Sorti à 2 500 FCfa, le médicament est revendu entre 5 000 et 15 000 FCfa
Le Lion Vert emploie 30 personnes qui travaillent entre le périmètre maraîcher à Tivaouane et l’unité de conditionnement à Diamniadio. Aujourd’hui, l’entreprise peine à satisfaire ses commandes. Le Lion Vert qui écoulait sur le marché 4 000 sachets par mois, distribue cette même quantité en un jour. «Nous sommes à 3 000 paquets par jour. Et il y a deux conditionnements possibles. Le premier conditionnement concerne le vrac pour des sachets de 50 grammes vendus à 2 000 FCfa l’unité. Le deuxième conditionnement est sous forme de sachets Lipton contenant 20 gélules d’infusion vendus à 2 500 FCfa», signale-t-il. Mais Pierre Van Damme est ulcéré de constater que des revendeurs qui acquièrent le sachet à 2 000 FCfa, en arrivent à le vendre à 15 000 FCfa à des gens qui veulent se prémunir du Covid-19. «Le Lion Vert a en moyenne une production de 2 000, voire 3 000 paquets par jour. Une production qui demeure insuffisante en raison de la forte commande. Je signale que le Lion Vert n’est pas une usine pharmaceutique. Nous sommes une petite entité qui répond à une petite demande», précise-t-il. Aujourd’hui, les commandes de paquets d’Artémisia ont flambé. Il pense que la meilleure publicité de cette plante, c’est son efficacité. Il note que ni le gouvernement du Sénégal ni aucun autre pays ne lui a fait de commande. «On fonctionne avec des points de vente et des revendeurs à Thiès, à Kaolack, à Dakar et un peu partout dans l’intérieur du pays. On nous passe beaucoup de commandes. Chaque vendeur qui écoulait 100 paquets par jour peut maintenant vendre 2 000 à 3 000 paquets par jour. Le Lion Vert a épuisé tout son stock depuis qu’il a été signalé que l’Artémisia guérit le Covid-19», souligne-t-il. Il fera remarquer qu’avant même l’annonce du Président du Sénégal, certaines personnes avaient déjà trouvé que l’Artémésia pouvait aider à prévenir contre le Covid-19. Et le Lion Vert a eu une grosse demande d’Artémisia. «On a évacué tout notre stock. On produit maintenant au jour le jour. Si on produit 2 000 paquets, demain matin on n’a plus rien. La demande est énorme», se réjouit-il.
- - - - - - -
Reproduisez intégralement, sans rien changer, l'extrait ci-dessus sur le Lion Vert et l'Artémisia.
- - - - - - -
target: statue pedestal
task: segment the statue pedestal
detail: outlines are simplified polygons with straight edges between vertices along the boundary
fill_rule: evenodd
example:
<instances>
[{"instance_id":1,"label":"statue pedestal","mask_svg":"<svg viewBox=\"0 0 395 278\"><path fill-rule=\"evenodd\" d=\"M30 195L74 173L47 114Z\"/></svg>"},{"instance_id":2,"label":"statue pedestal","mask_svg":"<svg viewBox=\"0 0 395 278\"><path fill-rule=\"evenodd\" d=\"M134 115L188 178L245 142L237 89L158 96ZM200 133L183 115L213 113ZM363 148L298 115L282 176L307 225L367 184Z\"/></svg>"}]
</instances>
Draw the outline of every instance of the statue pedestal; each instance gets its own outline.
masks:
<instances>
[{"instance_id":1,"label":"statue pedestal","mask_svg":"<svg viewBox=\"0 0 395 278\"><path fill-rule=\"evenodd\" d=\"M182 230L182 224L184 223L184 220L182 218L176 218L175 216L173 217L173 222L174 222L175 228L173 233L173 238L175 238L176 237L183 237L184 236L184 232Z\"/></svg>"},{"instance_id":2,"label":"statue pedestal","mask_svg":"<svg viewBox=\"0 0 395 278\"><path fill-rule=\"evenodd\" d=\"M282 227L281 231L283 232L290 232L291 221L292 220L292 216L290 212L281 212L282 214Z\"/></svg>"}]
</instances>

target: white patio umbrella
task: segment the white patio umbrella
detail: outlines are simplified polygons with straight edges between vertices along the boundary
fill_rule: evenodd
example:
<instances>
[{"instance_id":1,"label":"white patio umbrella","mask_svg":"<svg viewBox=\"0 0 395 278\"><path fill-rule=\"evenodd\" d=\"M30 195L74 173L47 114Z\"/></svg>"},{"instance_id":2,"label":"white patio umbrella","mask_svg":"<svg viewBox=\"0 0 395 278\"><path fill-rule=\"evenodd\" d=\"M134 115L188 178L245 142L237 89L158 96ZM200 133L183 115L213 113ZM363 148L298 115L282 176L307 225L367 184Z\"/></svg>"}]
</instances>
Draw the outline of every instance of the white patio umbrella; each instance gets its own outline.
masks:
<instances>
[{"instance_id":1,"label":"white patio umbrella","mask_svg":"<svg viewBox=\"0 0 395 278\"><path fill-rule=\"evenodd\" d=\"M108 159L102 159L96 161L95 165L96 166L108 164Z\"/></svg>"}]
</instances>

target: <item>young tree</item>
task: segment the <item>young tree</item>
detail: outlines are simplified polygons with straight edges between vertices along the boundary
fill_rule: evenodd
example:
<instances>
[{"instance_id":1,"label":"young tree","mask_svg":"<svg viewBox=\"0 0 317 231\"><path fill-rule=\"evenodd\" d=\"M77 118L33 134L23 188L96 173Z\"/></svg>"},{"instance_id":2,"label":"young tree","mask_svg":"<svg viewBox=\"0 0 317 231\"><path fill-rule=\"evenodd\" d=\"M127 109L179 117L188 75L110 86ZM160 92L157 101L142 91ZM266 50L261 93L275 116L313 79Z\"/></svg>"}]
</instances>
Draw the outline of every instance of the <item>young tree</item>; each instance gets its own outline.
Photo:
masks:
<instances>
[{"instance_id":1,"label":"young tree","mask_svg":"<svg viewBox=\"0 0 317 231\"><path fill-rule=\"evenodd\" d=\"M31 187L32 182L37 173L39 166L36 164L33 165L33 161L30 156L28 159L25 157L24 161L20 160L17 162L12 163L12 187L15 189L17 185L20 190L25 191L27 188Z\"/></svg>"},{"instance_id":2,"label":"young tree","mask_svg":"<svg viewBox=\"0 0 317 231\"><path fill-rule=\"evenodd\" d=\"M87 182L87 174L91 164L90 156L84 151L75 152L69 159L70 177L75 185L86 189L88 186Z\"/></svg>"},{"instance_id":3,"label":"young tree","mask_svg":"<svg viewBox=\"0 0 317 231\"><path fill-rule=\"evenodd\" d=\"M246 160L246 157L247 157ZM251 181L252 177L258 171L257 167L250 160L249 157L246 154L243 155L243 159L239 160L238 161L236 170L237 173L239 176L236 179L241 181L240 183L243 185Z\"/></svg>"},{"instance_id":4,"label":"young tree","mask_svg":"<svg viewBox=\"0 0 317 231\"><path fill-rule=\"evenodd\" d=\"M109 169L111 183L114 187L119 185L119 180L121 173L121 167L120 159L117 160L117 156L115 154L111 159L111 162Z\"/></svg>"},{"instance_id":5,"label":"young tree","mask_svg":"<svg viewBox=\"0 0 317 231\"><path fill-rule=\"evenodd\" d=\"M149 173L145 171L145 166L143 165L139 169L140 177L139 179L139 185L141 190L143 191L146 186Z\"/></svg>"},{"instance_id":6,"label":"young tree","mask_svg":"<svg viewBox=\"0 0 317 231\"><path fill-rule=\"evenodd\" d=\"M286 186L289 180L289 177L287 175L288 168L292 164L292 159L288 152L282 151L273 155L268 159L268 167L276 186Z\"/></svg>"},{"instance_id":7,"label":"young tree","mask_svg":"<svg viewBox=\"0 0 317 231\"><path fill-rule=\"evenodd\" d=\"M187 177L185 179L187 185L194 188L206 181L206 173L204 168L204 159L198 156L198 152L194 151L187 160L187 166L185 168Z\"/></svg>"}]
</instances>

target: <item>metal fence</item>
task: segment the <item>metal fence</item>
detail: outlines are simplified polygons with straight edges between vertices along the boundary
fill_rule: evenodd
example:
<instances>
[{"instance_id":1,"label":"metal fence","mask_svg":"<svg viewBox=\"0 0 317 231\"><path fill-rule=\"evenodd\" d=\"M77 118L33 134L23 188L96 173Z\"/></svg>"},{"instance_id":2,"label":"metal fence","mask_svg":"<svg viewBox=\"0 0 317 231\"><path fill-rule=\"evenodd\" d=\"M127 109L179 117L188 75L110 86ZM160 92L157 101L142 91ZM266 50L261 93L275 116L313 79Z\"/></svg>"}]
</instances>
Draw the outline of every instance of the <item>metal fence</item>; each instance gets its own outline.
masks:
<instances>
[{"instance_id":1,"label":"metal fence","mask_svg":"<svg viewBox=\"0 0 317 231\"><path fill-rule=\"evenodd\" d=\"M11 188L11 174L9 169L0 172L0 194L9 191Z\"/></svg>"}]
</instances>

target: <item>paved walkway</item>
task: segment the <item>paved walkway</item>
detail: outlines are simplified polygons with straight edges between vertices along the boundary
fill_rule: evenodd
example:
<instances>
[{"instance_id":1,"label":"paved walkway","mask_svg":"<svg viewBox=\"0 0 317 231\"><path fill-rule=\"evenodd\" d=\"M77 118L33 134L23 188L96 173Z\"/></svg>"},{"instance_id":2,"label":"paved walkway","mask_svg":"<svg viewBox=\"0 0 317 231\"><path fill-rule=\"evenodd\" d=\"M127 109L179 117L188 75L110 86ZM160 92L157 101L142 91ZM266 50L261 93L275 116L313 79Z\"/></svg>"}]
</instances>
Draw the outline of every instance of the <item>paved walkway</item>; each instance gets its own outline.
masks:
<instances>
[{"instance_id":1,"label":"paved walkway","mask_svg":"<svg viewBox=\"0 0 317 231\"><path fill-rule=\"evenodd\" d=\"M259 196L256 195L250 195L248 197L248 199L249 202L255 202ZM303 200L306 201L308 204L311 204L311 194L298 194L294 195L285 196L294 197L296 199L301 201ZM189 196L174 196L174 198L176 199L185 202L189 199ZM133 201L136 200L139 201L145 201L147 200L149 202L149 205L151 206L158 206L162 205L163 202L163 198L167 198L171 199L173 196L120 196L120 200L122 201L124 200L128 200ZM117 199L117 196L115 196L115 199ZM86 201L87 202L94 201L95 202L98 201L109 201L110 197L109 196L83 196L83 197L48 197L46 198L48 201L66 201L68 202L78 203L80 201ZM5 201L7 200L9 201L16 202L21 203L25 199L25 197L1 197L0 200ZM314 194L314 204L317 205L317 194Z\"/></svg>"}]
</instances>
- - - - - - -
= Réponse attendue =
Sorti à 2 500 FCfa, le médicament est revendu entre 5 000 et 15 000 FCfa
Le Lion Vert emploie 30 personnes qui travaillent entre le périmètre maraîcher à Tivaouane et l’unité de conditionnement à Diamniadio. Aujourd’hui, l’entreprise peine à satisfaire ses commandes. Le Lion Vert qui écoulait sur le marché 4 000 sachets par mois, distribue cette même quantité en un jour. «Nous sommes à 3 000 paquets par jour. Et il y a deux conditionnements possibles. Le premier conditionnement concerne le vrac pour des sachets de 50 grammes vendus à 2 000 FCfa l’unité. Le deuxième conditionnement est sous forme de sachets Lipton contenant 20 gélules d’infusion vendus à 2 500 FCfa», signale-t-il. Mais Pierre Van Damme est ulcéré de constater que des revendeurs qui acquièrent le sachet à 2 000 FCfa, en arrivent à le vendre à 15 000 FCfa à des gens qui veulent se prémunir du Covid-19. «Le Lion Vert a en moyenne une production de 2 000, voire 3 000 paquets par jour. Une production qui demeure insuffisante en raison de la forte commande. Je signale que le Lion Vert n’est pas une usine pharmaceutique. Nous sommes une petite entité qui répond à une petite demande», précise-t-il. Aujourd’hui, les commandes de paquets d’Artémisia ont flambé. Il pense que la meilleure publicité de cette plante, c’est son efficacité. Il note que ni le gouvernement du Sénégal ni aucun autre pays ne lui a fait de commande. «On fonctionne avec des points de vente et des revendeurs à Thiès, à Kaolack, à Dakar et un peu partout dans l’intérieur du pays. On nous passe beaucoup de commandes. Chaque vendeur qui écoulait 100 paquets par jour peut maintenant vendre 2 000 à 3 000 paquets par jour. Le Lion Vert a épuisé tout son stock depuis qu’il a été signalé que l’Artémisia guérit le Covid-19», souligne-t-il. Il fera remarquer qu’avant même l’annonce du Président du Sénégal, certaines personnes avaient déjà trouvé que l’Artémésia pouvait aider à prévenir contre le Covid-19. Et le Lion Vert a eu une grosse demande d’Artémisia. «On a évacué tout notre stock. On produit maintenant au jour le jour. Si on produit 2 000 paquets, demain matin on n’a plus rien. La demande est énorme», se réjouit-il.